(Quelldaten)
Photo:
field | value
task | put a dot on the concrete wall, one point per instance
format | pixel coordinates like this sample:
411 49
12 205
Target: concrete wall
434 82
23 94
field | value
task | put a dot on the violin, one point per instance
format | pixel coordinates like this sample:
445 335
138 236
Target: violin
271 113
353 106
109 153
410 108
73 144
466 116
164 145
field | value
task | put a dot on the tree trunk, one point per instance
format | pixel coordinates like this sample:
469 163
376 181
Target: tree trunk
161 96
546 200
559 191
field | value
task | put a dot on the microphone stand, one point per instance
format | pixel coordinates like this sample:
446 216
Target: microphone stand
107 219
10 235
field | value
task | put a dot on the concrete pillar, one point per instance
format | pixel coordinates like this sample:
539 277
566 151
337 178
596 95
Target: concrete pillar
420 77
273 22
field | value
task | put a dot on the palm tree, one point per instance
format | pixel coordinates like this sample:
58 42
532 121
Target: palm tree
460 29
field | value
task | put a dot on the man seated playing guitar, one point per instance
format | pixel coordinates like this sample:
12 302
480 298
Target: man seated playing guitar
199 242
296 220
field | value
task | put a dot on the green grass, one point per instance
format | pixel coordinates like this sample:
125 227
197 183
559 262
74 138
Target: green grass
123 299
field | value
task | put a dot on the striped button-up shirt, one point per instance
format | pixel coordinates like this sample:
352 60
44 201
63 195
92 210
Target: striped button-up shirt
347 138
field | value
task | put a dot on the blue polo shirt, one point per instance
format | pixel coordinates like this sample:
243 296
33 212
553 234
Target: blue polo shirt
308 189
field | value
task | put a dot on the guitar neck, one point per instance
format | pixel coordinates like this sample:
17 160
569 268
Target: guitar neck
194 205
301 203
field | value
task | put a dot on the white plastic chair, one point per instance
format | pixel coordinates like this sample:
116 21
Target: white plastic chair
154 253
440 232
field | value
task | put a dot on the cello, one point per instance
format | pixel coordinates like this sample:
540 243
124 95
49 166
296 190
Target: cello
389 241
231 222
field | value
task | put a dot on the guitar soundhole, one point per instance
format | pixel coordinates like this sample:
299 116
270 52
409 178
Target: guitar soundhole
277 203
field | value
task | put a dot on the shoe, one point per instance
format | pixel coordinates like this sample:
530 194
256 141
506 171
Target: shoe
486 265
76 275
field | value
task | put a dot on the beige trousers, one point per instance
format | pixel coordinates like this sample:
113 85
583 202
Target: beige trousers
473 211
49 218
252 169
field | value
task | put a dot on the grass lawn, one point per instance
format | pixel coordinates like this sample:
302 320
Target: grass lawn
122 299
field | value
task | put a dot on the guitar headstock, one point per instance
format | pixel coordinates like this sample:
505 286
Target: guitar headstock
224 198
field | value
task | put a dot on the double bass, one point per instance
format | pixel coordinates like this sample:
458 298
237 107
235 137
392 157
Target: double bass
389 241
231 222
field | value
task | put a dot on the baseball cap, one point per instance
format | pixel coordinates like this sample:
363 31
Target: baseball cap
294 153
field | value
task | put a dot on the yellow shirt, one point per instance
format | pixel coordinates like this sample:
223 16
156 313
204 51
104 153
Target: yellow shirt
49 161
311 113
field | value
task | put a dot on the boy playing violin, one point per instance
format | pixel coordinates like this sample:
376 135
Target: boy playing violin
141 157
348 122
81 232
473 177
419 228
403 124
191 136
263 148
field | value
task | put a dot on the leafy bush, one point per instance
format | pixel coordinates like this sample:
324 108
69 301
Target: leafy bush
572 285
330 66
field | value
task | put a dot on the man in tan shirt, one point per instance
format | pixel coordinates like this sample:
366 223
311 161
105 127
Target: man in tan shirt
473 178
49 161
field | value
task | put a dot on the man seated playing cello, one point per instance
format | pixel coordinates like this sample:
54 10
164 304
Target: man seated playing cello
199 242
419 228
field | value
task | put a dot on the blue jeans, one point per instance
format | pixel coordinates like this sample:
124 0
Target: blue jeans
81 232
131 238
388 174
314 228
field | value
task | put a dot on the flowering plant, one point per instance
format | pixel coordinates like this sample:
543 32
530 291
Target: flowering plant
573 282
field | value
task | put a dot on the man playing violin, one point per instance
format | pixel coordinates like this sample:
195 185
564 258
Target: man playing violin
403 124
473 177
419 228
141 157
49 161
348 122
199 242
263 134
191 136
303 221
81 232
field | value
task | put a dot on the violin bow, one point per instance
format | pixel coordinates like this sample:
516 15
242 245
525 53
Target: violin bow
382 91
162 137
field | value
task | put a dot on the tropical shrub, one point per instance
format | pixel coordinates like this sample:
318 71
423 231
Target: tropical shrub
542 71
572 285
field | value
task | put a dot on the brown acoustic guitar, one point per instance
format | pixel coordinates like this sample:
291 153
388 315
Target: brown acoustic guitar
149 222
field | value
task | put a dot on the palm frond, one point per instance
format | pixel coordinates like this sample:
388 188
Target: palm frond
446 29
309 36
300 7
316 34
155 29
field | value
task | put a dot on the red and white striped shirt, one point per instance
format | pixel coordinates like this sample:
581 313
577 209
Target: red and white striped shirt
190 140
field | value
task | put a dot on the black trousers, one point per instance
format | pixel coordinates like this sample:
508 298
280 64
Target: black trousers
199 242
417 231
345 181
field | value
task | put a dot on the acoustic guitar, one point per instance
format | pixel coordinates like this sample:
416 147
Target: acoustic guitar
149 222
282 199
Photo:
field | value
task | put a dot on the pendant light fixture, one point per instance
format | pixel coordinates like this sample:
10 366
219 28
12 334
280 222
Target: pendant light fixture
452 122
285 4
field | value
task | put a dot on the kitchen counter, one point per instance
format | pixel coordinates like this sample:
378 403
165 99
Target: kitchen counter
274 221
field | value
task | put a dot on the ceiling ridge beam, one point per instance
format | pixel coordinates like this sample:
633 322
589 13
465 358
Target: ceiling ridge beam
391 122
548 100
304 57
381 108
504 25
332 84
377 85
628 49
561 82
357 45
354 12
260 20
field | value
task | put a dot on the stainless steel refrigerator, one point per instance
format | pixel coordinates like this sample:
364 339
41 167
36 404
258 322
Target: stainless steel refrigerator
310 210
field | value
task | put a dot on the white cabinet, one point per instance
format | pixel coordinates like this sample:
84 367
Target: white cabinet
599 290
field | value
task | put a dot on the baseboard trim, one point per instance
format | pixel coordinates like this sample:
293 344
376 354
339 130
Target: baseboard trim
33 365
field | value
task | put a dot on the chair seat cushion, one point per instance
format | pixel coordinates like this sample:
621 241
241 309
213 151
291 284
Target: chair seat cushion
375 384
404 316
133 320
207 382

Aufgabenstellung:
Extrahiere aus den Daten oben jede Zeile, in der die Zeichenfolge „shrub“ vorkommt.

Musterlösung:
task | put a dot on the tropical shrub, one point per instance
Target: tropical shrub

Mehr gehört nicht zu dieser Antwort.